Kann man mit der Schriftstellerin auch über anderes als ihren jüngeren Bruder Christoph reden? Man muss sogar. Denn Judith Giovannelli-Blochers Leben ist ein überaus spannendes Stück Sitten- und Frauengeschichte.
«Sehen Sie da oben, meine Frau?», sagt Sergio Giovannelli (77). Und tatsächlich, im sechsten Stock des Wohnblocks bewegt sich eine Gestalt am Fenster: Judith Giovannelli-Blocher, weiss gelockt und mit ihren achtzig Jahren nicht mehr gut zu Fuss. Deshalb hat Ehemann Sergio die Reporterin vom Bahnhof in Biel abgeholt, was, wie er dieser unverblümt zu spüren gibt, nicht zu seinen Lieblingsaufgaben zählt. «Man hört, Sie pfeifen gern den Blondinen nach?», sagt die Reporterin, in der Hoffnung, den Charme des alten Herrn wachzukitzeln. Diese Information hat sie der Autobiografie seiner Frau entnommen, in der Judith Giovannelli-Blocher ihren Mann als einen vitalen und sinnesfreudigen Spontanmenschen schildert. «Falsch!», knurrt Sergio Giovannelli. «Ich pfeife allen Frauen nach. Nicht nur den blonden!» An der Tür übergibt er den Gast an seine Gattin.
Seit dem Erscheinen von Judith Giovannelli-Blochers Autobiografie ist mehr Unruhe im Haus, als dem Ehepaar lieb ist. Nicht alle Journalisten, die die gemütliche, teilweise mit Brockenhausmöbeln eingerichtete Stube der Giovannellis heimsuchen, machen sich die Mühe, das Buch vor dem Gespräch überhaupt zu lesen. Manche interessieren sich sowieso nur für das eine immer gleiche Thema: Christoph Blocher, der SVP-Politiker und acht Jahre jüngere Bruder von Judith, über den man von der so unterschiedlichen Schwester Privates und Pikantes zu erfahren hofft. Gibt Judith – eine Pionierin der Sozialarbeit, die lebenslang auf der Seite der Schwachen und vom Schicksal Gebeutelten stand – diesem Wunsch statt und äussert, wie es ihrer Natur entspricht, nicht ausschliesslich Schmeichelhaftes, so ruft das augenblicklich die Jünger ihres Bruders auf den Plan: Sie neide Christoph Blocher ja bloss seinen Glanz und wolle in seinem Kielwasser zu unverdientem Ruhm gelangen. Es ist also kompliziert. Unnötig zu erwähnen, dass auch wir an genanntem Thema nicht gänzlich uninteressiert sind. Doch dazu später mehr.

*****

* _Schriftliche Aufgaben_
1: Schreiben Sie aus dem Porträt den Abschnitt zwischen "Kann man mit" und "Sitten- und Frauengeschichte." einschließlich dieser beiden Stellen wortgetreu ab.
2: Übersetzen Sie diesen Satz aus dem Porträt ins Englische: „Seit dem Erscheinen von Judith Giovannelli-Blochers Autobiografie ist mehr Unruhe im Haus, als dem Ehepaar lieb ist.“
Die anschließenden Zeilen sind eigenständiges Material und gehören nicht zum Porträt.

[Auszüge aus Zeigedaten]
*****

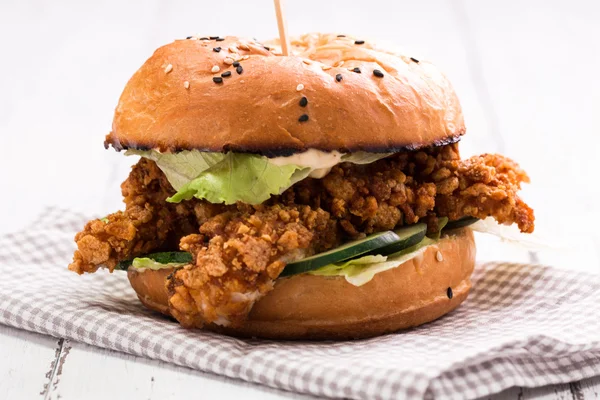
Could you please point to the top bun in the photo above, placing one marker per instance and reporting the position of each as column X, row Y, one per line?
column 173, row 103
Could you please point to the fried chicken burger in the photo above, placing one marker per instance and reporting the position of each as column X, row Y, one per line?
column 313, row 196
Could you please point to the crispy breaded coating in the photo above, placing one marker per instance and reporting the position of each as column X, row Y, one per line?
column 148, row 223
column 238, row 251
column 246, row 252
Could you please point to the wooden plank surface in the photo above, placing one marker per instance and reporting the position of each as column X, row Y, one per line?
column 523, row 70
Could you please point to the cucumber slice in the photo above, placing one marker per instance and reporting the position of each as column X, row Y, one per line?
column 460, row 223
column 167, row 257
column 342, row 253
column 407, row 236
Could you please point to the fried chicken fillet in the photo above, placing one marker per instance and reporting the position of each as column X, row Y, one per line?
column 239, row 250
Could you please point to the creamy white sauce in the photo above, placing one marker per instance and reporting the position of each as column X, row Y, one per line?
column 320, row 162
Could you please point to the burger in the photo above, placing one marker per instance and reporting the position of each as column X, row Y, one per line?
column 319, row 195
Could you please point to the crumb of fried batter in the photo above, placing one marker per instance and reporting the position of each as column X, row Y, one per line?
column 149, row 222
column 239, row 250
column 243, row 257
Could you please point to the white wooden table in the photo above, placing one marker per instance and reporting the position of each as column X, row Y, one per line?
column 526, row 72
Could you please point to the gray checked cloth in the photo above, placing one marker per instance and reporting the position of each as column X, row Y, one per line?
column 522, row 325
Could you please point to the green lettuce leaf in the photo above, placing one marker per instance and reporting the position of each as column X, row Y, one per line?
column 361, row 270
column 242, row 177
column 181, row 167
column 231, row 177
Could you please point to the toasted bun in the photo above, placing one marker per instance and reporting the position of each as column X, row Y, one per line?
column 171, row 103
column 317, row 307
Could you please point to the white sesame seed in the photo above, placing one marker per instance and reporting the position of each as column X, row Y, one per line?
column 439, row 257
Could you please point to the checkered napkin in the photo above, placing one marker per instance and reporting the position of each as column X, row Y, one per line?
column 523, row 325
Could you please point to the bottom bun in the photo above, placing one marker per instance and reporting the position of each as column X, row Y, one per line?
column 319, row 307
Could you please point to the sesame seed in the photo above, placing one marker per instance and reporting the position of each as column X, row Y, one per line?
column 438, row 256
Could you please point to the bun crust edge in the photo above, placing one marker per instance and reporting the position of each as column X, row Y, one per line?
column 172, row 102
column 317, row 307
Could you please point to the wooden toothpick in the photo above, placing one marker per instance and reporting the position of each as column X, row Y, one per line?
column 283, row 38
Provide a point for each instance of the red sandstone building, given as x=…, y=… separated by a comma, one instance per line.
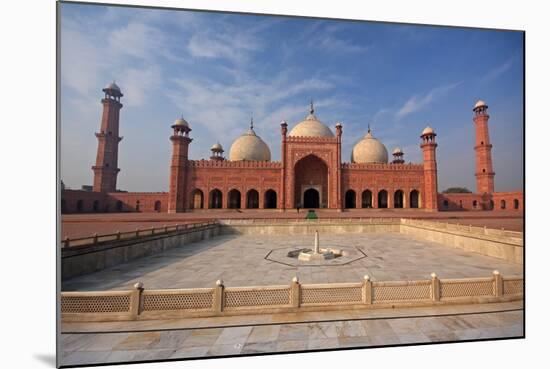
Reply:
x=311, y=173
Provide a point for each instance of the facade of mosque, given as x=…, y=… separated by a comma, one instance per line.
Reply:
x=311, y=173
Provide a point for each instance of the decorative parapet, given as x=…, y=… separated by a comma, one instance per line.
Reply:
x=499, y=235
x=139, y=234
x=379, y=166
x=235, y=164
x=310, y=139
x=140, y=304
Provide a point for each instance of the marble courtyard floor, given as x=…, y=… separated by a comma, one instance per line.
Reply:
x=240, y=261
x=91, y=343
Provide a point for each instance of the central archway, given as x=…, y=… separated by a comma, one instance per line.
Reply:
x=311, y=198
x=311, y=176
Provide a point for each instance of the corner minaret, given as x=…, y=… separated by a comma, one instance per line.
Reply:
x=485, y=176
x=177, y=200
x=428, y=146
x=106, y=166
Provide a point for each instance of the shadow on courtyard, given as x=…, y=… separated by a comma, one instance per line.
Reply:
x=123, y=276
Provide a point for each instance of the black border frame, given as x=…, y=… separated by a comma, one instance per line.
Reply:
x=58, y=182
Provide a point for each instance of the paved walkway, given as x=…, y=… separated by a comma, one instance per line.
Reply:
x=241, y=261
x=83, y=225
x=157, y=340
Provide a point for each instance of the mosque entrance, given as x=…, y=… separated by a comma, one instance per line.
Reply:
x=311, y=198
x=311, y=182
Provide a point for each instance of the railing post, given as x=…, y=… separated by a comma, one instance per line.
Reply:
x=218, y=296
x=367, y=290
x=295, y=293
x=436, y=288
x=136, y=300
x=498, y=283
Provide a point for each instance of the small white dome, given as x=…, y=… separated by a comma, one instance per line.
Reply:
x=181, y=122
x=428, y=131
x=249, y=147
x=369, y=150
x=216, y=147
x=311, y=127
x=479, y=104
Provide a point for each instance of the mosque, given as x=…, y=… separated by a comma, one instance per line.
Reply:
x=311, y=173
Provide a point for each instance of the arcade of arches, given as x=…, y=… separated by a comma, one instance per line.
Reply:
x=311, y=198
x=311, y=183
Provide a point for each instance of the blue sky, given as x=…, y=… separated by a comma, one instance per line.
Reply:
x=219, y=69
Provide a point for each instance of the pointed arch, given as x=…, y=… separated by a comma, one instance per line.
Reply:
x=366, y=199
x=349, y=200
x=252, y=199
x=234, y=199
x=270, y=199
x=215, y=199
x=382, y=199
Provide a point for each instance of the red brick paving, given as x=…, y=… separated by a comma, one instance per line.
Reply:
x=82, y=225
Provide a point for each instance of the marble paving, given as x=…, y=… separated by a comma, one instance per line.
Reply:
x=240, y=261
x=116, y=347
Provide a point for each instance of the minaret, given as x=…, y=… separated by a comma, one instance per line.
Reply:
x=398, y=156
x=106, y=166
x=339, y=131
x=428, y=146
x=485, y=176
x=177, y=201
x=282, y=201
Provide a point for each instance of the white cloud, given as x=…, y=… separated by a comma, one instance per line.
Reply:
x=499, y=70
x=418, y=102
x=138, y=83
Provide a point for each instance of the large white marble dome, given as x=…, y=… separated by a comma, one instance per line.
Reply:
x=369, y=150
x=249, y=146
x=311, y=127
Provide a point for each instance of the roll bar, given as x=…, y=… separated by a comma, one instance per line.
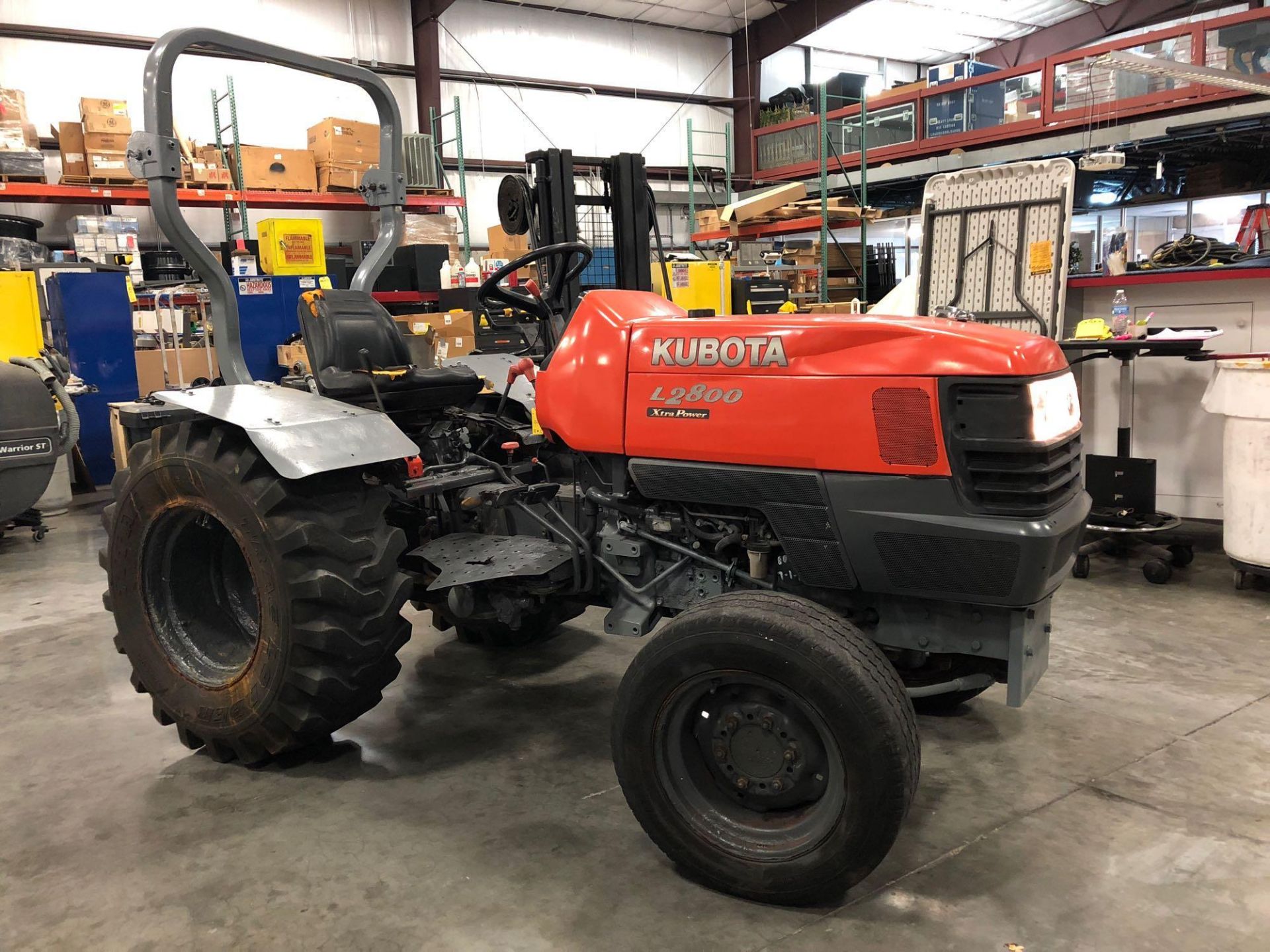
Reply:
x=154, y=155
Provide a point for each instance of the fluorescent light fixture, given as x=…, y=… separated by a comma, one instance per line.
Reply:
x=1056, y=408
x=1107, y=160
x=1191, y=73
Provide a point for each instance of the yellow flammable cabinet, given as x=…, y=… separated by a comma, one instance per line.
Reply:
x=21, y=334
x=291, y=247
x=698, y=285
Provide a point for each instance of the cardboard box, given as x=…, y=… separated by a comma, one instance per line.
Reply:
x=106, y=143
x=13, y=106
x=708, y=220
x=114, y=125
x=18, y=136
x=456, y=334
x=193, y=365
x=103, y=107
x=345, y=141
x=509, y=247
x=454, y=323
x=421, y=339
x=108, y=165
x=70, y=141
x=290, y=356
x=339, y=177
x=278, y=169
x=450, y=347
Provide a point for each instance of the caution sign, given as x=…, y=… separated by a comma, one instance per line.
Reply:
x=255, y=286
x=1040, y=257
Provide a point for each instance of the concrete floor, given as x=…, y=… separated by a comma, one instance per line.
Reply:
x=1126, y=807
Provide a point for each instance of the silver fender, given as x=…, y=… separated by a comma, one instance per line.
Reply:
x=300, y=433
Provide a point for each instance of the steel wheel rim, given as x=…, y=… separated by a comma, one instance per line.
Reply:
x=713, y=728
x=200, y=596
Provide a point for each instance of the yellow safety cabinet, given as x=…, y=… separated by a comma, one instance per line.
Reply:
x=698, y=285
x=291, y=247
x=21, y=334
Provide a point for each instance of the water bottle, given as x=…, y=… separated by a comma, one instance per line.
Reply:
x=1121, y=320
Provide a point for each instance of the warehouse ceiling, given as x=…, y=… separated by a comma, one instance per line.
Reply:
x=712, y=16
x=939, y=31
x=915, y=31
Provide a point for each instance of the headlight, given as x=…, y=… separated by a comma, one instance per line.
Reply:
x=1056, y=408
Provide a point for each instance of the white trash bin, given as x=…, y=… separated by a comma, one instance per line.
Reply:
x=1240, y=391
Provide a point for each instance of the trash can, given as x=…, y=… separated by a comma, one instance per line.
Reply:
x=1240, y=391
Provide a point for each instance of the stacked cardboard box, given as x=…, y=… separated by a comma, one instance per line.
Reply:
x=106, y=130
x=206, y=169
x=509, y=247
x=343, y=150
x=275, y=169
x=456, y=334
x=19, y=143
x=99, y=238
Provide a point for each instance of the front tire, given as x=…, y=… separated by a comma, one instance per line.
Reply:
x=767, y=746
x=259, y=614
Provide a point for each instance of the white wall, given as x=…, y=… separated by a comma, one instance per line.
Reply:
x=277, y=106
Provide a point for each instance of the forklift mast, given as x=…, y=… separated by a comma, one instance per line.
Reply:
x=552, y=215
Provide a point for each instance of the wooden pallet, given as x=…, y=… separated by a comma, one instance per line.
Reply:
x=207, y=186
x=275, y=188
x=101, y=180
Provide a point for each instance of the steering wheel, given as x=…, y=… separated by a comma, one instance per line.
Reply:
x=570, y=260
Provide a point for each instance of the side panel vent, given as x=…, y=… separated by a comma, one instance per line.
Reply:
x=906, y=427
x=966, y=567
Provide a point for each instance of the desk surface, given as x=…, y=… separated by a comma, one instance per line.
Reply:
x=1140, y=347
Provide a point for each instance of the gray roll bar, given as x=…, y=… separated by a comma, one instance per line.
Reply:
x=154, y=155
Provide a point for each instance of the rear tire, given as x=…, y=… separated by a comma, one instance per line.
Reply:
x=259, y=614
x=807, y=793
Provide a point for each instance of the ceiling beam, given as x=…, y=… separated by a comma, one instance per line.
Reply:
x=426, y=34
x=786, y=26
x=751, y=45
x=1091, y=27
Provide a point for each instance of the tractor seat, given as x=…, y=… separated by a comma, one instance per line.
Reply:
x=338, y=325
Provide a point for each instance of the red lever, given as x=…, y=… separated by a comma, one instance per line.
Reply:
x=524, y=367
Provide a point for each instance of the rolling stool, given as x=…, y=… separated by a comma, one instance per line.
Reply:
x=1124, y=520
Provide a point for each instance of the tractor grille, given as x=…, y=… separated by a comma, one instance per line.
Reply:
x=996, y=466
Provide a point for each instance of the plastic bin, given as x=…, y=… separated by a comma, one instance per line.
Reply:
x=1240, y=391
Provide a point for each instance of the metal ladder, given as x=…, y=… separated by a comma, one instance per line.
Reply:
x=237, y=167
x=1255, y=229
x=435, y=120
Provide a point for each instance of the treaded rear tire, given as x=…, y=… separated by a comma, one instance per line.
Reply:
x=824, y=660
x=324, y=567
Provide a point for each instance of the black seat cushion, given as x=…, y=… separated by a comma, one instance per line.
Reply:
x=349, y=321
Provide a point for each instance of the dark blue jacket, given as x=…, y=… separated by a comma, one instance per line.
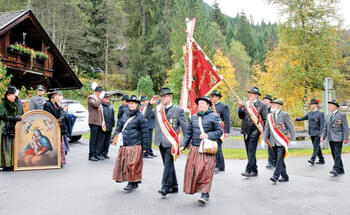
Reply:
x=149, y=115
x=136, y=132
x=224, y=112
x=122, y=109
x=108, y=113
x=316, y=122
x=211, y=126
x=248, y=125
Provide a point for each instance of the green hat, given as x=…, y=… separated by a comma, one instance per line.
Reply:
x=165, y=91
x=216, y=93
x=143, y=98
x=278, y=101
x=255, y=90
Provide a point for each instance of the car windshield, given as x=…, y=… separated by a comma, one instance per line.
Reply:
x=74, y=107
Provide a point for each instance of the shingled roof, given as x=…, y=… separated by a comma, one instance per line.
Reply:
x=60, y=80
x=8, y=17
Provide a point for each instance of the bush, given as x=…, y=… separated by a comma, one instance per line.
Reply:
x=145, y=86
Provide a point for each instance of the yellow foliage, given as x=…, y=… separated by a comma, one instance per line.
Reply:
x=226, y=69
x=279, y=80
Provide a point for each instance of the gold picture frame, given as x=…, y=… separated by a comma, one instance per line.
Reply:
x=37, y=142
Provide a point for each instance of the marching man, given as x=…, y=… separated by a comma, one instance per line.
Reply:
x=169, y=119
x=337, y=131
x=253, y=114
x=276, y=131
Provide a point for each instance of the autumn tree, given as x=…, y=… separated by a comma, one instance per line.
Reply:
x=308, y=45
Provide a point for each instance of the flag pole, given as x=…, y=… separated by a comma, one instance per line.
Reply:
x=231, y=89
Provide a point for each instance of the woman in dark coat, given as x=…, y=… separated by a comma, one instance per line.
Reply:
x=10, y=114
x=134, y=130
x=200, y=166
x=52, y=107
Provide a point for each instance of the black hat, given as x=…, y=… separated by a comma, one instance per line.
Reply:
x=107, y=94
x=216, y=93
x=334, y=102
x=133, y=98
x=278, y=101
x=11, y=90
x=143, y=98
x=165, y=91
x=52, y=93
x=125, y=98
x=98, y=89
x=204, y=98
x=314, y=101
x=268, y=97
x=255, y=90
x=40, y=87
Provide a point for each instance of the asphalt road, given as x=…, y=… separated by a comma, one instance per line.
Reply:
x=84, y=187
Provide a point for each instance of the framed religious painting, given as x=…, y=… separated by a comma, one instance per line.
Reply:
x=37, y=142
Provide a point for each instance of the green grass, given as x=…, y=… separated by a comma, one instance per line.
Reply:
x=262, y=154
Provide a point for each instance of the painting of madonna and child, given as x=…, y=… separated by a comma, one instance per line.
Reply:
x=37, y=142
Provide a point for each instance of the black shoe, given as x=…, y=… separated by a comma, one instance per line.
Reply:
x=245, y=174
x=163, y=192
x=273, y=179
x=253, y=174
x=311, y=162
x=134, y=186
x=93, y=158
x=269, y=166
x=283, y=179
x=128, y=187
x=334, y=173
x=100, y=157
x=173, y=190
x=147, y=156
x=7, y=168
x=204, y=198
x=216, y=171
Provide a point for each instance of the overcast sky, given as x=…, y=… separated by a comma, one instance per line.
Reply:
x=260, y=10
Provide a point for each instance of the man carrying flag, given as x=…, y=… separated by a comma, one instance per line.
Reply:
x=223, y=111
x=253, y=114
x=169, y=119
x=276, y=130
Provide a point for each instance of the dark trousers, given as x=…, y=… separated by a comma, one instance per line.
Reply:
x=95, y=134
x=336, y=148
x=280, y=165
x=317, y=148
x=220, y=162
x=105, y=142
x=149, y=150
x=169, y=175
x=251, y=143
x=271, y=156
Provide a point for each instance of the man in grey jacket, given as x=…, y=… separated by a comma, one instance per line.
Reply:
x=316, y=124
x=37, y=102
x=279, y=122
x=337, y=131
x=176, y=118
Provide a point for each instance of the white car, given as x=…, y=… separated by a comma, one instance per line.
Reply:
x=81, y=125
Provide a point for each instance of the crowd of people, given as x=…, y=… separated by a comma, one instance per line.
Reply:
x=11, y=111
x=137, y=119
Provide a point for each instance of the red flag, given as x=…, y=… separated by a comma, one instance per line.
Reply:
x=204, y=77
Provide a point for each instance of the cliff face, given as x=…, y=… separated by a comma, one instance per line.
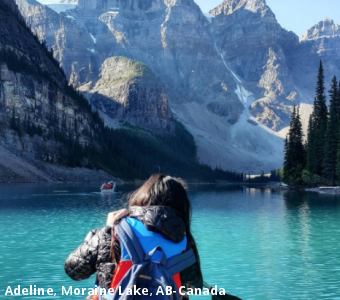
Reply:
x=231, y=77
x=33, y=93
x=254, y=45
x=129, y=90
x=322, y=41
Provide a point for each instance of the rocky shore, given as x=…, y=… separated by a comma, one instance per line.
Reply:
x=24, y=169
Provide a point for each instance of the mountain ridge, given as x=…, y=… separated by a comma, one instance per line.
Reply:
x=227, y=83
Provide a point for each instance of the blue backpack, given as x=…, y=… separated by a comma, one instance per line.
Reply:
x=156, y=277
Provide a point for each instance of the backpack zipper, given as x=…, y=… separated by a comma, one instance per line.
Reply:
x=149, y=278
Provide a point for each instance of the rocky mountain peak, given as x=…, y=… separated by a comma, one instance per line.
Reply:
x=75, y=2
x=324, y=29
x=228, y=7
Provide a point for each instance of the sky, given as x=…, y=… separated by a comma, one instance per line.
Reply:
x=294, y=15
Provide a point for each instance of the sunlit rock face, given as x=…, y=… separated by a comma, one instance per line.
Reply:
x=129, y=90
x=254, y=46
x=232, y=77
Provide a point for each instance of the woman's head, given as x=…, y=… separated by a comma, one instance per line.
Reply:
x=163, y=190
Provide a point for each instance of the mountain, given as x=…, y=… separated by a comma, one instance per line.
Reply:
x=129, y=90
x=232, y=77
x=50, y=132
x=254, y=45
x=63, y=5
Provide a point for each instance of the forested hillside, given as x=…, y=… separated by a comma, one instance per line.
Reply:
x=44, y=118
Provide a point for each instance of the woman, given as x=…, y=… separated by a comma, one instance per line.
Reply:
x=158, y=211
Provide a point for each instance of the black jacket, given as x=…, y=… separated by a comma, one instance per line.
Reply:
x=93, y=255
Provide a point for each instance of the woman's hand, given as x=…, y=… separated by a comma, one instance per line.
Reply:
x=116, y=215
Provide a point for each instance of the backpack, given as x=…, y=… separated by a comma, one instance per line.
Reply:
x=156, y=277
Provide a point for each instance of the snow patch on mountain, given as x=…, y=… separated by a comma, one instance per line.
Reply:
x=59, y=7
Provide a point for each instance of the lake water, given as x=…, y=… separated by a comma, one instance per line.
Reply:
x=255, y=243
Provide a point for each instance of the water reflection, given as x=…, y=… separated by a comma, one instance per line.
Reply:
x=257, y=243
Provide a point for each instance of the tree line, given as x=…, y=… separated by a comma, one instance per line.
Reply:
x=316, y=161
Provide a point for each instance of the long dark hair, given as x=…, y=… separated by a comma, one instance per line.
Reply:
x=160, y=190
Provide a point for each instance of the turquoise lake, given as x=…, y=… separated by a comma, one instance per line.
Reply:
x=255, y=243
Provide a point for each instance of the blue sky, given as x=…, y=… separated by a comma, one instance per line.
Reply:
x=295, y=15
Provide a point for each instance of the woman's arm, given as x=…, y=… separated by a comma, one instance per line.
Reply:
x=94, y=253
x=81, y=263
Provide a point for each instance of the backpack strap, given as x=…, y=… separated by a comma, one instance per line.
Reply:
x=180, y=262
x=163, y=260
x=130, y=242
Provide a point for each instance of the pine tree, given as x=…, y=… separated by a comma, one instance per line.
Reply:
x=338, y=132
x=311, y=166
x=321, y=119
x=294, y=161
x=332, y=134
x=287, y=162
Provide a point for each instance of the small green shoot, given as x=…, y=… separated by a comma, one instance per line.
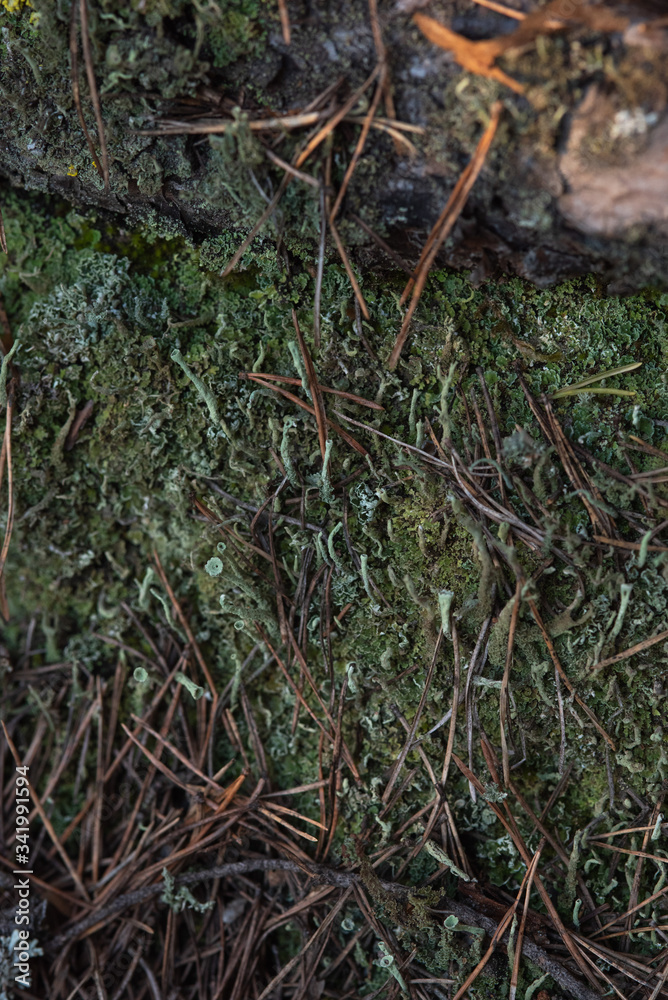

*****

* _Lösungen_
1:
Kann man mit der Schriftstellerin auch über anderes als ihren jüngeren Bruder Christoph reden? Man muss sogar. Denn Judith Giovannelli-Blochers Leben ist ein überaus spannendes Stück Sitten- und Frauengeschichte.

2: Since the publication of Judith Giovannelli-Blocher's autobiography, there has been more commotion in the house than the couple would like.